* Extracted information *
━━━━━━━━━━━━━━━━━━━━

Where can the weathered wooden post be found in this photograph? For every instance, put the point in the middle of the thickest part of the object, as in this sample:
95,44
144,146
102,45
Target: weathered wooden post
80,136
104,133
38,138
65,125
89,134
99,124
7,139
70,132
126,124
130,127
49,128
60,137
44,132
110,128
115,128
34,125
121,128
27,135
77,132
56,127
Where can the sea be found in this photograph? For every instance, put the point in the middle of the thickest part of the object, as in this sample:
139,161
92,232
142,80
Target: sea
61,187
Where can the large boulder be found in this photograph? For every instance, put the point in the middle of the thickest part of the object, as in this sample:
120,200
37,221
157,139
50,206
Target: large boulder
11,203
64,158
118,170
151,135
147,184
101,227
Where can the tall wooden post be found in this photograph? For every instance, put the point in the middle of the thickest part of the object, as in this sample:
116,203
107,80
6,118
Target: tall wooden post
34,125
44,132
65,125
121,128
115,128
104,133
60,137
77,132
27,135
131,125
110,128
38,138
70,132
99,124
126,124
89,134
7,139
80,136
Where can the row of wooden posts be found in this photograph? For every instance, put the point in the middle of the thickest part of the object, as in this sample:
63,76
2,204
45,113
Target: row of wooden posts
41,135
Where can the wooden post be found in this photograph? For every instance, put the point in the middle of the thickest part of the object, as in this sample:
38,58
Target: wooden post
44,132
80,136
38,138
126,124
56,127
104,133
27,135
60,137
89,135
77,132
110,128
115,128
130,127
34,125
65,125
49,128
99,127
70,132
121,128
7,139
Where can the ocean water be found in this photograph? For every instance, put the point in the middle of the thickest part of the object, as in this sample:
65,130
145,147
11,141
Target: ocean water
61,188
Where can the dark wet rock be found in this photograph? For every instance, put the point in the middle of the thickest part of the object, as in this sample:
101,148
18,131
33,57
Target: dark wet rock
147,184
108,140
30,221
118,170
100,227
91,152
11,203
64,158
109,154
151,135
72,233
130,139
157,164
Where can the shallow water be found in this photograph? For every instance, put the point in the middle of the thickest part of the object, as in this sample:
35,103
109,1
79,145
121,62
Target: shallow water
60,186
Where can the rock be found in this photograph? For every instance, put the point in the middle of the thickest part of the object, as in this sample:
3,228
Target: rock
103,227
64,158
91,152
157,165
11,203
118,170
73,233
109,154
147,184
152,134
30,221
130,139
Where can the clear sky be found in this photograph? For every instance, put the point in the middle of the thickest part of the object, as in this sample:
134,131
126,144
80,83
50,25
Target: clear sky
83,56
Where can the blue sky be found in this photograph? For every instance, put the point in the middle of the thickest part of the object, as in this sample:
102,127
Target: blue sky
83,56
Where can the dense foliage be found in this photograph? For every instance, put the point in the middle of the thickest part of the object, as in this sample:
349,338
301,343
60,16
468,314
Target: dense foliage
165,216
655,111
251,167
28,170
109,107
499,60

━━━━━━━━━━━━━━━━━━━━

* Goal *
Copy out the data shown above without altering anything.

* Task output *
Where can the weathered wooden post be found in this photograph? For every instance, put the point in the middle of the thickest part of the object, as in this sample:
95,44
144,146
102,45
Target: weathered wooden post
80,136
104,133
38,138
65,125
89,134
99,124
7,139
70,132
126,124
130,127
49,128
60,137
44,132
110,128
115,128
34,125
121,128
27,135
77,132
56,127
Where can the sea be found in this photograph? For every instance, put the point in the middle of the thickest part of the object, as in this sample:
139,161
92,232
142,80
Target: sea
61,187
Where can the large boulder be found in this photograph? For every instance, put the point in the middle of the thickest part of the object, as in this sample:
120,200
37,221
157,139
50,206
Target: large boulder
11,203
64,158
118,170
151,135
147,184
101,227
Where can the tall wooden post be found in this photograph? For every instance, put the point in the middle of the thickest part of the object, as in this sample:
116,203
107,80
6,118
Target: tall wooden post
34,125
44,132
65,125
121,128
115,128
104,133
60,137
77,132
27,135
131,125
110,128
38,138
70,132
99,124
126,124
89,134
7,139
80,136
Where can the row of wooden posts be found in this photograph? For every instance, put the point in the middle of the thickest part of the object, as in this sample:
63,76
2,204
45,113
Target: row of wooden posts
41,135
Where can the wooden post be found in this photograph? For every instance, put the point in the middle of the thickest part of the object, as in this sample:
38,58
Target: wooden post
44,132
80,136
38,138
126,124
56,127
104,133
27,135
60,137
89,135
77,132
110,128
115,128
130,127
34,125
65,125
49,128
99,127
70,132
121,128
7,139
Where can the ocean water be found in this photograph? For every instance, put the point in the middle of the thickest part of the object, as in this sample:
65,130
145,147
11,141
Target: ocean water
61,188
Where can the dark wet rock be found in this photograph? For every instance, put the point in the middle of the thickest part of the object, as in this sample:
101,148
18,131
33,57
Target: dark wet rock
147,184
108,140
30,221
118,170
100,227
91,152
11,203
64,158
109,154
151,135
72,233
130,139
157,164
Where can the shallow water be found in this photograph? For every instance, put the point in the middle of the thickest part of the object, as in this sample:
35,103
109,1
79,145
121,62
Target: shallow water
60,186
Where can the rock be found in this photograph? For every instance, put the point in the middle of the thickest part of the object, as in this sample:
3,228
Target: rock
103,227
64,158
91,152
157,165
11,203
118,170
73,233
109,154
147,184
152,134
30,221
130,139
Where can the clear sky be found in this photograph? For every instance, put the point in the middle of the thickest part of the object, as in this sample:
134,131
126,144
80,83
50,25
Target: clear sky
83,56
Where can the blue sky be found in this photograph? For every instance, put the point in the middle of the thickest part of the object, as in this sample:
102,127
Target: blue sky
83,56
Where can the dense foliage be found in this photograph? For every instance, put the point in the middle of the thickest part of the object, as in this sample:
349,338
301,343
60,16
468,314
Target: dense foliage
165,216
655,111
251,167
28,170
109,107
499,60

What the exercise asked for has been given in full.